Comportamento Convivendo

Sororidade virtual: um discurso que não se torna prática

Três mulheres uma ao lado da outra de olhos fechados
Gemma Chua-Tran/Unsplash
Escrito por Eu Sem Fronteiras

Em uma sociedade que se estrutura a partir do machismo, a ideia que prevalece é a de que as mulheres devem servir aos homens. Mais do que isso: elas devem competir entre si para que uma receba mais atenção do que a outra, para que se encaixe com mais precisão aos padrões de beleza ou ao ideal de feminilidade.

Essa ideia de competitividade feminina é reproduzida em produtos audiovisuais, com vilãs e mocinhas brigando por homens, e em redes sociais, com o alcance que uma mulher dentro dos padrões de beleza terá, em relação a uma mulher fora dos padrões de beleza.

No entanto, a permanência desse conceito não ocorre somente por meio da mídia ou da internet. A competição feminina está também em relações de amizade. Em vez de uma mulher se sentir bem com o sucesso da amiga, ela se sente inferior e fracassada. Às vezes, pode até torcer, inconscientemente, para que algo dê errado para a outra.

Embora a competição feminina não pareça tão nociva para algumas pessoas, as consequências que ela traz para a sociedade incluem o afastamento entre as mulheres, a ausência de discussões relacionadas à experiência feminina e a dificuldade para conferir credibilidade aos discursos de mulheres.

De acordo com o movimento social feminista, é por meio da sororidade que a competição feminina pode ser desestimulada. O cerne dessa palavra reproduz a ideia de que as mulheres devem se unir.

Diversas mulheres unidas e sorrindo
mentatdgt/Pexels

Quando uma mulher relata a própria história ou a própria experiência, por exemplo, outras mulheres devem ouvir o que ela tem a dizer, respeitar o relato e compreender que cada uma vive uma realidade diferente.

Ainda que parecesse simples fazer um exercício de união, muitas vezes a sororidade se sustenta apenas enquanto discurso. Isso é, muitas mulheres compartilham imagens e frases relacionadas a esse conceito, mas não o colocam em prática quando interagem as suas iguais.

Esse é o risco da sororidade virtual. O que pareceria ser uma rede de apoio entre mulheres de todas as partes do mundo é, na verdade, a repetição de uma palavra cujo significado foi esvaziado. É comum que a sororidade seja usada como um mecanismo para, na verdade, reforçar a competitividade feminina.
____________________
* Problema proposto: Copie do texto sobre sororidade virtual o trecho que vai de "Em uma sociedade" a "para a outra.". A listagem não tem relação com o texto sobre sororidade virtual.

(Entradas de localização de objetos em imagens)
____________________
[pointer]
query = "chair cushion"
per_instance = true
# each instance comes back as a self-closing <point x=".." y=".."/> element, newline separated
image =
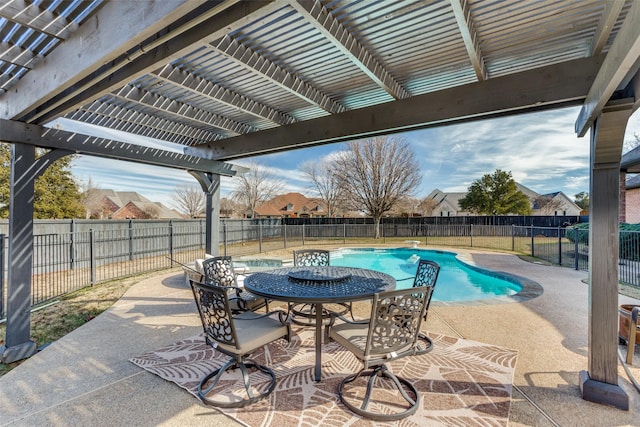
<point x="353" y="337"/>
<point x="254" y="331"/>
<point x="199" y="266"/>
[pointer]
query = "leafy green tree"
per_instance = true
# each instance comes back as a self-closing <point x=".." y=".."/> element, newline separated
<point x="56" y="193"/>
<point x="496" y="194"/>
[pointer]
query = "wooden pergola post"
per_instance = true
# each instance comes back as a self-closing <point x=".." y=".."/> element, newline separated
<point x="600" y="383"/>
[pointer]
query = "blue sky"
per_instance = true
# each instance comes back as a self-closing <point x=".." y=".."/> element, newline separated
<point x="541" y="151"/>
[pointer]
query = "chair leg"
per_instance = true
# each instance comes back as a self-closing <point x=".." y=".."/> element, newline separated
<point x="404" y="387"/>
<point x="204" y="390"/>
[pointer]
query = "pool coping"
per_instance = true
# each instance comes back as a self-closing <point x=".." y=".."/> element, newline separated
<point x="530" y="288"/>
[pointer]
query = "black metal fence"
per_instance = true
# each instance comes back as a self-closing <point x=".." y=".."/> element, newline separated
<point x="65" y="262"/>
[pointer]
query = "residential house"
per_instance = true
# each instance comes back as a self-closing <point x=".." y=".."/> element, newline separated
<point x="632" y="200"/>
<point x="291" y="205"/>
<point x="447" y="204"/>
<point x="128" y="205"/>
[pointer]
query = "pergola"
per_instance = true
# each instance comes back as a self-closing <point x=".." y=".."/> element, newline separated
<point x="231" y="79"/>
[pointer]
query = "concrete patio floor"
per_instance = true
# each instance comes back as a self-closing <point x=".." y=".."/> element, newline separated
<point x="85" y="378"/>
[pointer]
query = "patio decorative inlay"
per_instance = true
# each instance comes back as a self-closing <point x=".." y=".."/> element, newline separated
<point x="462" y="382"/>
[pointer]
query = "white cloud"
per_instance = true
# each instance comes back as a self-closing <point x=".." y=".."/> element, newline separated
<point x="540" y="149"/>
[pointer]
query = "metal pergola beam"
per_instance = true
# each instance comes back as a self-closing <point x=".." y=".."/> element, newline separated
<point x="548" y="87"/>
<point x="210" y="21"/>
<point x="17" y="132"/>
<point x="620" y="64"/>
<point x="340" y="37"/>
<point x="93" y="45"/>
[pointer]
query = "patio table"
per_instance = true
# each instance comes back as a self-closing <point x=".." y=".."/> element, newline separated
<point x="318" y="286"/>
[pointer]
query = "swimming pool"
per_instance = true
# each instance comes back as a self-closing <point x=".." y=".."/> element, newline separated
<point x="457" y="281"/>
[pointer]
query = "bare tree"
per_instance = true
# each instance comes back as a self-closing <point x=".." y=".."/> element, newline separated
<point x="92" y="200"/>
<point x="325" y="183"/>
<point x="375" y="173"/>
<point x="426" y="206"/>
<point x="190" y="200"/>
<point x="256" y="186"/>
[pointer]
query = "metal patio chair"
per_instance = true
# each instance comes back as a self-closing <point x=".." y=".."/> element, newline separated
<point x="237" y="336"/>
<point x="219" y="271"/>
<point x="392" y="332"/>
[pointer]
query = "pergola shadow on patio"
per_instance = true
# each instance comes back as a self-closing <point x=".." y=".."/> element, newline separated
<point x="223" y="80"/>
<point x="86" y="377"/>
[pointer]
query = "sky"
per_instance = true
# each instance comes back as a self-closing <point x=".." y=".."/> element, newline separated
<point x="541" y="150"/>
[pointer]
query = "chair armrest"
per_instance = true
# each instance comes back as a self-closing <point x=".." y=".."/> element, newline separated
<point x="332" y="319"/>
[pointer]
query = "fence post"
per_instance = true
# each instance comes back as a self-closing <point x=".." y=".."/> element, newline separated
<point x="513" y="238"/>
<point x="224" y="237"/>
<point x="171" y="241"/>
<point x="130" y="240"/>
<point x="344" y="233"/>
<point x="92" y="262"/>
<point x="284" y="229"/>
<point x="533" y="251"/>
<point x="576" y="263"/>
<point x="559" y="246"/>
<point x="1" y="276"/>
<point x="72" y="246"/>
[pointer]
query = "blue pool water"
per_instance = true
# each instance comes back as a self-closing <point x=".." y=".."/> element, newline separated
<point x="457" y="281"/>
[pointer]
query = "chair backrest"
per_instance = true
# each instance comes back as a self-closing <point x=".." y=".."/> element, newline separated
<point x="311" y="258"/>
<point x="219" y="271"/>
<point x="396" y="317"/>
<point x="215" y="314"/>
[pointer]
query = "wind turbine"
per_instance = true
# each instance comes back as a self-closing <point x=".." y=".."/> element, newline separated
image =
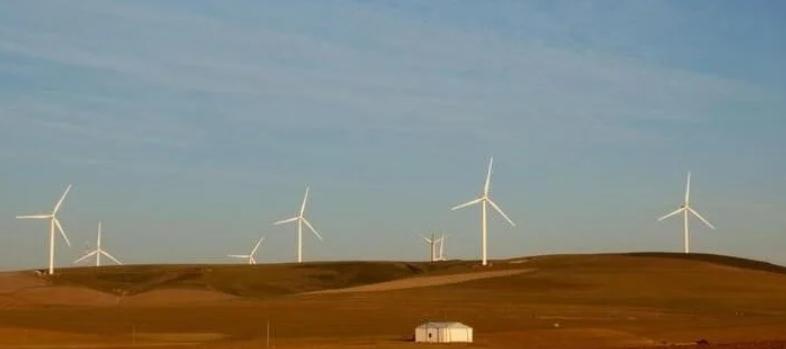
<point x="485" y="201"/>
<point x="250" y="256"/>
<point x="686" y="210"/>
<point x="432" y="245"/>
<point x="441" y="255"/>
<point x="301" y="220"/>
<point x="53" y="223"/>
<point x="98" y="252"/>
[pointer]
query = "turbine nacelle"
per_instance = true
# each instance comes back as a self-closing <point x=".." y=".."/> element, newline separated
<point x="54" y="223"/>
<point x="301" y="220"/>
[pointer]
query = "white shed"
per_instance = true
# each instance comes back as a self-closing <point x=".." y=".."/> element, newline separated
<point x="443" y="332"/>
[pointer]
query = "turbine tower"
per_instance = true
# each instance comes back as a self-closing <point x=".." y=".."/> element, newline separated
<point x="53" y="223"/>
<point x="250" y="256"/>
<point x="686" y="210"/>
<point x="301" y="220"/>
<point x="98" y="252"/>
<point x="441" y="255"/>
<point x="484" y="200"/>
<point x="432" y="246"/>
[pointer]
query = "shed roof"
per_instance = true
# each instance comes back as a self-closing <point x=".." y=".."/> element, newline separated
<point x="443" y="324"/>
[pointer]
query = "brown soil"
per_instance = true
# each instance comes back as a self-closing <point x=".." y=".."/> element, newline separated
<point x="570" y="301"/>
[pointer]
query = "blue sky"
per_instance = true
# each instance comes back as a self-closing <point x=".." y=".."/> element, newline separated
____________________
* Resultado final:
Em uma sociedade que se estrutura a partir do machismo, a ideia que prevalece é a de que as mulheres devem servir aos homens. Mais do que isso: elas devem competir entre si para que uma receba mais atenção do que a outra, para que se encaixe com mais precisão aos padrões de beleza ou ao ideal de feminilidade.

Essa ideia de competitividade feminina é reproduzida em produtos audiovisuais, com vilãs e mocinhas brigando por homens, e em redes sociais, com o alcance que uma mulher dentro dos padrões de beleza terá, em relação a uma mulher fora dos padrões de beleza.

No entanto, a permanência desse conceito não ocorre somente por meio da mídia ou da internet. A competição feminina está também em relações de amizade. Em vez de uma mulher se sentir bem com o sucesso da amiga, ela se sente inferior e fracassada. Às vezes, pode até torcer, inconscientemente, para que algo dê errado para a outra.